Extract exactly and only the lines of the data below, starting at the line with "Please mark the dog nose" and stopping after the final line.
begin Available data
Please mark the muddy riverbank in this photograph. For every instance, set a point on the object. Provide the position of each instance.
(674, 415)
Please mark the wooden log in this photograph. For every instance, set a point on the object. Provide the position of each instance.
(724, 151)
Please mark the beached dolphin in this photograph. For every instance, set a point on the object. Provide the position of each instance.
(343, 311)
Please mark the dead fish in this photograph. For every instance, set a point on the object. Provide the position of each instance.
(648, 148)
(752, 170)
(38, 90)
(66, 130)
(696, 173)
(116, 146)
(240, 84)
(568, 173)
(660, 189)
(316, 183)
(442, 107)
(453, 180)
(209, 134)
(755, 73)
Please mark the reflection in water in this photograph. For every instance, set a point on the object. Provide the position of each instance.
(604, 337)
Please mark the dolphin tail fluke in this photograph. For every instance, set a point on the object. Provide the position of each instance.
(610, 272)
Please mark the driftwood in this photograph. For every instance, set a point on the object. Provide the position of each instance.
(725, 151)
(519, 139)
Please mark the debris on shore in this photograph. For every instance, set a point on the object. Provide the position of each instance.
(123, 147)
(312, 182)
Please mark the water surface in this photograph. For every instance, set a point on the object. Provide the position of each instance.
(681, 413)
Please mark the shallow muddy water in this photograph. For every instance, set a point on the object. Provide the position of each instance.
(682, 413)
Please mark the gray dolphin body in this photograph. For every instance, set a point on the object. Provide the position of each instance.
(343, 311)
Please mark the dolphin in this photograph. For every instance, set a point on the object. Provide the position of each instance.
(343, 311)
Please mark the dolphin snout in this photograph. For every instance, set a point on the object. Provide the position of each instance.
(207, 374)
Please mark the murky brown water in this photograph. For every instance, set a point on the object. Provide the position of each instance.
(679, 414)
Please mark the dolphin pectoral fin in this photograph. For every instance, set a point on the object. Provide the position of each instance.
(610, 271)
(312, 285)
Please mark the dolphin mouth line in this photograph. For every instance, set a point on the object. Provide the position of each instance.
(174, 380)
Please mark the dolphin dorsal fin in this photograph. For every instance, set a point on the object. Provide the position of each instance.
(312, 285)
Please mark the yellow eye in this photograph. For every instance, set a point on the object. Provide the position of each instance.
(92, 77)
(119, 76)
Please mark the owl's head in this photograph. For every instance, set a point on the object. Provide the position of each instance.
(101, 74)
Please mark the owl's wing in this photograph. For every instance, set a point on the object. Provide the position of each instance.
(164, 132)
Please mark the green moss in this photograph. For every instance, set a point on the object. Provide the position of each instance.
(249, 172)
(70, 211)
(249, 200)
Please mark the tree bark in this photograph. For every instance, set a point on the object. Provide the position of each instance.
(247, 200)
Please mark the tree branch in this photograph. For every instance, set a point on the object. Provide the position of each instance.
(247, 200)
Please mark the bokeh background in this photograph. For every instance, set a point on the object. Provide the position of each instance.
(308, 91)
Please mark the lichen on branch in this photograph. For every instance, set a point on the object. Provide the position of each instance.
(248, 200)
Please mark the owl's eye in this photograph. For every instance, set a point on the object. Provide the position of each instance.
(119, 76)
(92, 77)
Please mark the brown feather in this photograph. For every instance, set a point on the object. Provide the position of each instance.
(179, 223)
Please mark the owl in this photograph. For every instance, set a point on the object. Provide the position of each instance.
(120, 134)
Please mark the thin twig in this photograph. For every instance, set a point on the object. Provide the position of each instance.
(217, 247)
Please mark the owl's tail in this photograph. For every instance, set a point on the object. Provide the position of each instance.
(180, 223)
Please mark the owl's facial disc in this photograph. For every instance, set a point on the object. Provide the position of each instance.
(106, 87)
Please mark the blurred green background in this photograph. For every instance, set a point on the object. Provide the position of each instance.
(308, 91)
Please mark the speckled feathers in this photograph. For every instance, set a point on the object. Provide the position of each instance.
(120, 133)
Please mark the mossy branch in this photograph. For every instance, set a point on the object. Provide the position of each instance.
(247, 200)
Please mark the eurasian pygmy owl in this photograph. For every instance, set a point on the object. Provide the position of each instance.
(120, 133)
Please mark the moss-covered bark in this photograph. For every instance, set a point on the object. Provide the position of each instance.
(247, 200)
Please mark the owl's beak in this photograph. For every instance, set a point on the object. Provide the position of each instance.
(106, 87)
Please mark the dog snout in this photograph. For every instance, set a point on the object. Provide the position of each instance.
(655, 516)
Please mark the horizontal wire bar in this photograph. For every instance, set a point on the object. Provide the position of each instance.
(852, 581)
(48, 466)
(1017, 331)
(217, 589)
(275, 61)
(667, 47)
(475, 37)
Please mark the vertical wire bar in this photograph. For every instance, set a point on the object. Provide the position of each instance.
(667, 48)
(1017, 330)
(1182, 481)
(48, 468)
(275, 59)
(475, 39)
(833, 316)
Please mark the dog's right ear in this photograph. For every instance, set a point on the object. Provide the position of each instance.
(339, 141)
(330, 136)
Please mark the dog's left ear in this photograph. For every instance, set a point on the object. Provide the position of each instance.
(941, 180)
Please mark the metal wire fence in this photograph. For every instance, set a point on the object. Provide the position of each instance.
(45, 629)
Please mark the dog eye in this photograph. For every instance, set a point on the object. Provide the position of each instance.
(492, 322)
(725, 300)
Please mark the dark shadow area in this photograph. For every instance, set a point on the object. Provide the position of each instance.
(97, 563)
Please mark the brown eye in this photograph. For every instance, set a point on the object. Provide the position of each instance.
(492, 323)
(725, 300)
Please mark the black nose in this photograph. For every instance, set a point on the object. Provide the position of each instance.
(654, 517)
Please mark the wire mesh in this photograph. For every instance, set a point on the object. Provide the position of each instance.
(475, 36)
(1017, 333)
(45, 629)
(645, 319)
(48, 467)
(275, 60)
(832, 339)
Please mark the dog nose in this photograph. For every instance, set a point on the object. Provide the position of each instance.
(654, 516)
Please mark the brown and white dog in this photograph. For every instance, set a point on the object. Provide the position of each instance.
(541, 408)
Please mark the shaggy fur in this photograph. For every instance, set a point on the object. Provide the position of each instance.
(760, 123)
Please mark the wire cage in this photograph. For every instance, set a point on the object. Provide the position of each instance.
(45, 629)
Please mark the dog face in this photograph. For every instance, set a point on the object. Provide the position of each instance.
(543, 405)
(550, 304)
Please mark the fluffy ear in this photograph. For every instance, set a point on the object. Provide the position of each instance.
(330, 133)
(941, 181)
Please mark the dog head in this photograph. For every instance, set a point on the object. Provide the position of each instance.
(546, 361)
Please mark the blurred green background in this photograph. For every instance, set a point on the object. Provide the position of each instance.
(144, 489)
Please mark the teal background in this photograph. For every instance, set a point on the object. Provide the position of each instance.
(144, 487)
end Available data
## [Task output]
Please mark the dog nose in this photograph. For every instance, set a point on the object. Provide the position of each instance.
(654, 516)
Please mark the brown and white dog in this photograph. For every instance, set a point on the object. Provide the position of each instance.
(541, 408)
Please mark the shaggy fur in this photograph. For every instance, set a point on the object. Provide the position of each instance.
(760, 123)
Please mark the wire cage in this photograph. For every instance, set a point on the object. Provide the position of each instance.
(45, 629)
Please mark the dog face in this photograph. For every instance, set a point on the object. Provide the position of each instance.
(543, 405)
(550, 304)
Please mark the fluffy ear in this photograph. For every instance, set a point on the object. Provide the position of each instance.
(330, 133)
(941, 181)
Please mark the dog head in this photograph. For every instance, set a point on the object. Provide the position of each instance.
(546, 361)
Please mark the blurred green background in this photograph. For every instance, set a point on the object. Provide the position of each instance.
(144, 489)
Please mark the teal background in this photograph. For every instance, set a point on the object. Provide the position of each instance.
(144, 487)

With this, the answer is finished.